Exercise directions:
The data below has to be returned exactly, down to the last character.

Provided data:
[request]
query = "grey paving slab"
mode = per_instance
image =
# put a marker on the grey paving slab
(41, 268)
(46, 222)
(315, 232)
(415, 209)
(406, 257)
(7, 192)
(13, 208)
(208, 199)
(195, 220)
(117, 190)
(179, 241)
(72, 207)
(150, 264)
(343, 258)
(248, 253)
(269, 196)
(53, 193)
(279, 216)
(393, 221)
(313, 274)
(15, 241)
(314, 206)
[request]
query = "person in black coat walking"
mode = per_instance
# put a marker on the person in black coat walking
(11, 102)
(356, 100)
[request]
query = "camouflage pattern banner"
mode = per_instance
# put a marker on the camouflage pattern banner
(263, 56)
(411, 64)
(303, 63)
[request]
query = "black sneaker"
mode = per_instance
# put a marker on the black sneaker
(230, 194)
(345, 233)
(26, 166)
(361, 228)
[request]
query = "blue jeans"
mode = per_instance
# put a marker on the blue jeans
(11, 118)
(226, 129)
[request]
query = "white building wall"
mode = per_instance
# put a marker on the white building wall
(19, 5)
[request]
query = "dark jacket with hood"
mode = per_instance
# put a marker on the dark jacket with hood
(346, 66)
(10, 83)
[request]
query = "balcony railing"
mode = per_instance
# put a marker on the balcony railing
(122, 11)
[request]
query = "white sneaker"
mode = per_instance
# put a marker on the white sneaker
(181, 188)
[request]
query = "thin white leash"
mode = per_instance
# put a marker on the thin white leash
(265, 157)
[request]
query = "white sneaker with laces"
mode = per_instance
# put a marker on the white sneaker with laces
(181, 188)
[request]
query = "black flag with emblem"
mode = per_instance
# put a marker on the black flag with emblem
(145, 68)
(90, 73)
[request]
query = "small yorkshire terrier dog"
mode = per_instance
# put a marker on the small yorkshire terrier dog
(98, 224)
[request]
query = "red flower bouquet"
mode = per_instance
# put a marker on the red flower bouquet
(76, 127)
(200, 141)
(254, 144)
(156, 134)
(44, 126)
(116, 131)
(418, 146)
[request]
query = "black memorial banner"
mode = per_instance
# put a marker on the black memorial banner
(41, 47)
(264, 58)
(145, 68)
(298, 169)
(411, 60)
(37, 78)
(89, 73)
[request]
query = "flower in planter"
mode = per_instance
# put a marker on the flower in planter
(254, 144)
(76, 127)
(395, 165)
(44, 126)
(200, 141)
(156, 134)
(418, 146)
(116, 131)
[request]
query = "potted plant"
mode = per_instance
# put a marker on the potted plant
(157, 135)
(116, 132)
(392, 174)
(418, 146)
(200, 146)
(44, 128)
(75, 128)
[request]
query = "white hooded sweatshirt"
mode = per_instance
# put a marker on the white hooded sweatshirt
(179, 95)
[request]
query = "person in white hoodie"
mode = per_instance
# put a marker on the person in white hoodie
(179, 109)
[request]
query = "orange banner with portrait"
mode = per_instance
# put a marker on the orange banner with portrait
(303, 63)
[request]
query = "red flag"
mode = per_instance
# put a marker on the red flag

Task answer:
[request]
query = "grey paving slab"
mode = per_instance
image =
# put a marker on the grey paving slab
(41, 268)
(46, 222)
(315, 232)
(415, 209)
(406, 257)
(7, 192)
(13, 208)
(208, 199)
(195, 220)
(117, 190)
(179, 241)
(72, 207)
(150, 264)
(343, 258)
(248, 253)
(269, 196)
(53, 193)
(279, 216)
(393, 221)
(313, 274)
(15, 241)
(314, 206)
[request]
query = "person in black coat walking"
mode = per_instance
# put a marker on the person in black coat walking
(11, 102)
(356, 100)
[request]
query = "camouflage pattern banner"
mode = per_instance
# put a marker on the camouflage pattern banner
(263, 56)
(411, 64)
(303, 63)
[request]
query = "black sneaker"
mode = per_instance
# put a marker on the black sneaker
(230, 194)
(345, 233)
(26, 166)
(361, 228)
[request]
query = "blue jeans"
mode = per_instance
# put a marker on the blue jeans
(11, 118)
(226, 129)
[request]
query = "white building wall"
mode = per_instance
# put a marker on the white building wall
(19, 5)
[request]
query = "dark jacket with hood"
mode = per_instance
# put a marker on the dark jacket with hood
(346, 66)
(10, 83)
[request]
query = "balcony railing"
mode = per_instance
# put a marker on the balcony railing
(122, 11)
[request]
query = "white sneaker"
mode = per_instance
# put a marker on the white sneaker
(181, 188)
[request]
query = "thin white leash"
mode = per_instance
# put a marker on the thin white leash
(265, 157)
[request]
query = "white sneaker with laces"
mode = per_instance
# put a marker on the white sneaker with laces
(181, 188)
[request]
query = "black flag with emblem"
mode = per_instance
# put a marker on the black flag with emblem
(145, 68)
(90, 73)
[request]
query = "small yorkshire terrier dog"
mode = per_instance
# put a marker on the small yorkshire terrier dog
(98, 224)
[request]
query = "red flower bouquet"
mode = per_instance
# put a marker on the red flower bouquet
(76, 127)
(200, 141)
(254, 144)
(156, 134)
(44, 126)
(116, 131)
(418, 146)
[request]
query = "black memorial banner"
mode = per_instance
# put a marker on the black memorial banner
(41, 47)
(264, 58)
(145, 68)
(298, 169)
(411, 60)
(37, 78)
(89, 73)
[request]
query = "flower in planter"
mode = per_instance
# put a marker on the flower in planter
(254, 144)
(76, 127)
(395, 165)
(44, 126)
(200, 141)
(156, 134)
(418, 146)
(116, 131)
[request]
query = "potted plant"
mode = per_instance
# put a marker on the potted plant
(157, 135)
(116, 132)
(392, 174)
(418, 146)
(200, 146)
(44, 128)
(75, 128)
[request]
query = "white hooded sweatshirt"
mode = per_instance
# put a marker on the white hooded sweatshirt
(179, 95)
[request]
query = "person in white hoodie"
mode = per_instance
# put a marker on the person in white hoodie
(179, 109)
[request]
query = "orange banner with portrait"
mode = per_instance
# put a marker on the orange banner with portrait
(303, 63)
[request]
query = "red flag"
mode = per_instance
# put a marker on the red flag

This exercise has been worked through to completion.